Task objective:
Only the lines from the one containing "metal window frame in the photograph above." through the end of the records should be retyped, exactly and including both ends; pictures stay out.

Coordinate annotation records
--- begin ---
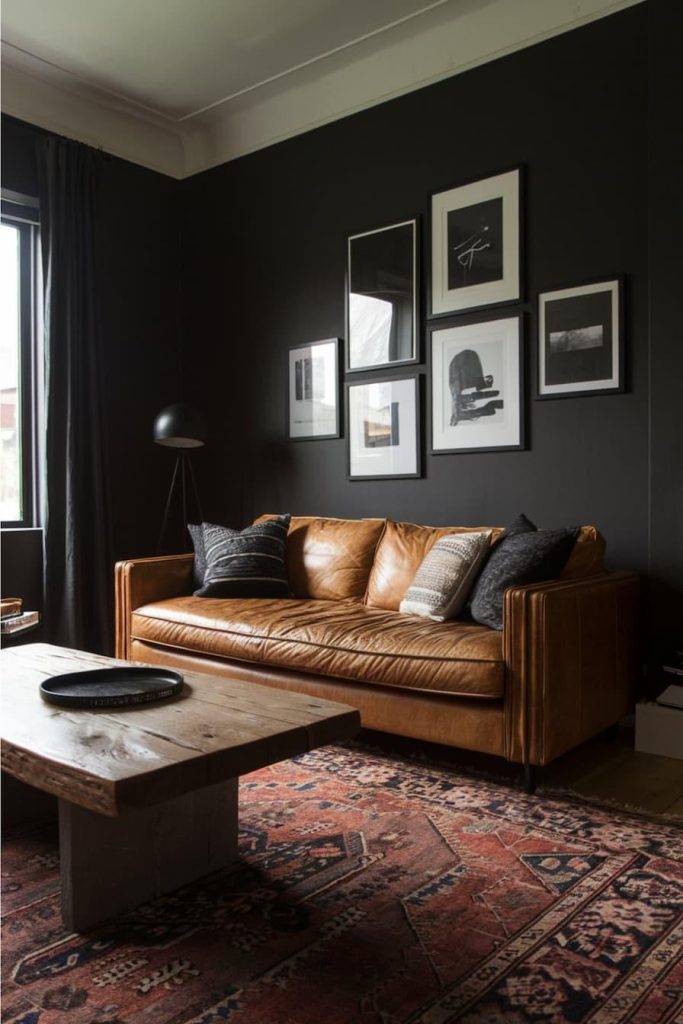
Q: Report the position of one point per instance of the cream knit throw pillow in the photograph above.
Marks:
(446, 576)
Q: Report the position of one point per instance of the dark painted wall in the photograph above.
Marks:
(666, 263)
(138, 255)
(265, 270)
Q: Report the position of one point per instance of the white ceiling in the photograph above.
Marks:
(182, 85)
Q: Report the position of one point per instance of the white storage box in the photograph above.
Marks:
(659, 730)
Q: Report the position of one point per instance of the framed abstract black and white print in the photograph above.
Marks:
(476, 386)
(581, 340)
(383, 418)
(475, 245)
(382, 297)
(313, 391)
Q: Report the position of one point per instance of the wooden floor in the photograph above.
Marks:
(613, 773)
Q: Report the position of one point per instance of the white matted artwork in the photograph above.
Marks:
(476, 400)
(313, 390)
(476, 245)
(383, 422)
(581, 340)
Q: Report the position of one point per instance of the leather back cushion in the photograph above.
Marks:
(588, 555)
(330, 559)
(403, 545)
(398, 557)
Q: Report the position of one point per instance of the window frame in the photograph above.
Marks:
(22, 213)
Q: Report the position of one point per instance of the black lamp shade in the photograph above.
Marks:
(180, 426)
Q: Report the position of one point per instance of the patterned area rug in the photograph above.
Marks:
(373, 890)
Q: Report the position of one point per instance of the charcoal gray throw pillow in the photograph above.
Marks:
(521, 556)
(247, 563)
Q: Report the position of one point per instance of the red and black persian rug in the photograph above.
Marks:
(374, 890)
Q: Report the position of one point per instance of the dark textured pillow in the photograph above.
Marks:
(199, 567)
(251, 563)
(519, 557)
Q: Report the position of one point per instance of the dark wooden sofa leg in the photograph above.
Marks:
(610, 733)
(530, 778)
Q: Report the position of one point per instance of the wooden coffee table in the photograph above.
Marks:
(147, 796)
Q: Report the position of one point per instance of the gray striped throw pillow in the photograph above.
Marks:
(247, 563)
(446, 576)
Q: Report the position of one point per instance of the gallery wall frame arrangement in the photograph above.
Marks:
(383, 425)
(382, 290)
(477, 385)
(476, 244)
(581, 340)
(313, 400)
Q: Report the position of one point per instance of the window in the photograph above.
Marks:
(18, 363)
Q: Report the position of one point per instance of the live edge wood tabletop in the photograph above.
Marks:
(147, 795)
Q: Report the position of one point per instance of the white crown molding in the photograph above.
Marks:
(59, 104)
(442, 41)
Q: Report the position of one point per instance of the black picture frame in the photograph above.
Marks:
(474, 334)
(383, 263)
(581, 340)
(334, 366)
(476, 246)
(414, 435)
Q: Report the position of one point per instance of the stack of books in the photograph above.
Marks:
(12, 616)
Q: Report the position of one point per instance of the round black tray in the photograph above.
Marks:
(118, 687)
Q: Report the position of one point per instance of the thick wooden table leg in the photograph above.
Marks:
(23, 804)
(113, 864)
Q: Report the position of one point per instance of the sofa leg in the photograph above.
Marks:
(609, 735)
(529, 778)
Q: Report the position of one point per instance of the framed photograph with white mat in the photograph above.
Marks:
(476, 245)
(383, 418)
(476, 386)
(581, 340)
(313, 390)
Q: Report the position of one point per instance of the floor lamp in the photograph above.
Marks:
(180, 427)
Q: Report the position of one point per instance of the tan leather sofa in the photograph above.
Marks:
(561, 671)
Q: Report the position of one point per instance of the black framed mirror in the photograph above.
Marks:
(381, 297)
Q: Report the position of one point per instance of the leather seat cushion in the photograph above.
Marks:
(340, 639)
(330, 559)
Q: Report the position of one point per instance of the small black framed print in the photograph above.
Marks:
(477, 392)
(313, 390)
(476, 245)
(581, 340)
(383, 418)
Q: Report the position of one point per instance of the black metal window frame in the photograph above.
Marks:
(24, 216)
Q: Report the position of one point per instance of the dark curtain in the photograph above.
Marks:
(78, 567)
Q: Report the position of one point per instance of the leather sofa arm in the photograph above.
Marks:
(141, 581)
(571, 657)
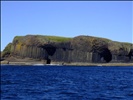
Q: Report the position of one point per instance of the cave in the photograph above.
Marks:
(130, 54)
(50, 49)
(48, 61)
(106, 55)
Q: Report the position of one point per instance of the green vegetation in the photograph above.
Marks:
(7, 50)
(52, 38)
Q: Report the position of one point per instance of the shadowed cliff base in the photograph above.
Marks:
(80, 49)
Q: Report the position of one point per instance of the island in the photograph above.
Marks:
--- end ---
Solution below:
Q: Report the position of one point per instance of the black metal window frame in the photograph above.
Marks:
(24, 216)
Q: Report the position of one point per instance of the dark curtain in the photograph above.
Marks:
(78, 567)
Q: Report the position of one point per instance of the leather sofa arm in the photograph above.
Marks:
(141, 581)
(571, 657)
Q: Report the position of one point per instance of the cave in the photograph above.
Marks:
(130, 54)
(50, 49)
(48, 61)
(106, 55)
Q: Report the position of one point per instance of the green vegetation in the photograph above.
Marks:
(7, 50)
(52, 38)
Q: Report the position of one point per instance of the shadowed cliff base in the photograph above.
Marks:
(80, 49)
Q: Report the position of one point per instance of the island in the photograph above.
Marks:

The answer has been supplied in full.